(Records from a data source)

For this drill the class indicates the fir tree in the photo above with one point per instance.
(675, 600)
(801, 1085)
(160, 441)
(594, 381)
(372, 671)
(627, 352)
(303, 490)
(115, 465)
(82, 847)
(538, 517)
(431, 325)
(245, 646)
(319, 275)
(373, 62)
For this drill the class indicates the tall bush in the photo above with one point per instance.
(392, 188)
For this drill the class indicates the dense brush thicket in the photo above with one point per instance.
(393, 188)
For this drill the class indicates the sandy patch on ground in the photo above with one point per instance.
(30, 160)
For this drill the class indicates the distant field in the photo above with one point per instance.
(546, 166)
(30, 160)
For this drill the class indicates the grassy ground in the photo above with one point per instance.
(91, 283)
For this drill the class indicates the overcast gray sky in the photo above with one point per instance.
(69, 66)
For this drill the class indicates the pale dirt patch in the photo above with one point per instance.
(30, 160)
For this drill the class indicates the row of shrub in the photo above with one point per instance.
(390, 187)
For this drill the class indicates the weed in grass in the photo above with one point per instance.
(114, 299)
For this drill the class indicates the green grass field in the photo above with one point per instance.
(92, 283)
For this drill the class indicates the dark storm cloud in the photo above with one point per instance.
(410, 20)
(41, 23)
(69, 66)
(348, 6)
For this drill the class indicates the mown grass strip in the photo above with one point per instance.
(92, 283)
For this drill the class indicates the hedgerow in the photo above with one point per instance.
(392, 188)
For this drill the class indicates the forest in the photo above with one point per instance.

...

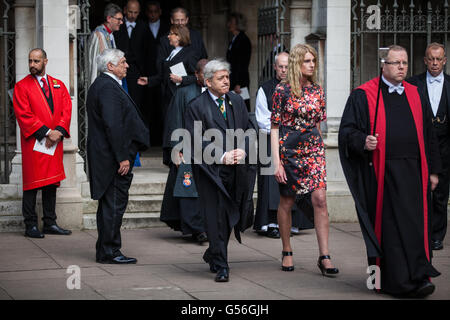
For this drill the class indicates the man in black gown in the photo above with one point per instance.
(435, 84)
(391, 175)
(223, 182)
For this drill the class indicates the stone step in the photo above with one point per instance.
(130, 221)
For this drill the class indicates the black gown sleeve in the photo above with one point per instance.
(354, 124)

* **EXERCISE OBJECTIVE**:
Only the lines above starting with the one with "For this drill the class indicates the weed" and going through the one with "For this drill the class indicates the forest" are to be copied, word for word and with both ends kept.

* **RESPONSE AREA**:
For this drill the class indicates the weed in grass in the photo above with one point per instance.
(114, 299)
For this drill the class indicates the green grass field in the photo above with one point per instance.
(92, 283)
For this drill the class indicates the dark storm cloud in the photo above with one point per instance.
(410, 20)
(41, 23)
(69, 66)
(348, 6)
For this drill the class indicates the mown grass strip in the photo above with one point per instance.
(92, 283)
For this drill the class indicates the hedgerow in the photo above with one point per instance.
(392, 188)
For this drill the class indicates the forest in the photo above with one point per instance.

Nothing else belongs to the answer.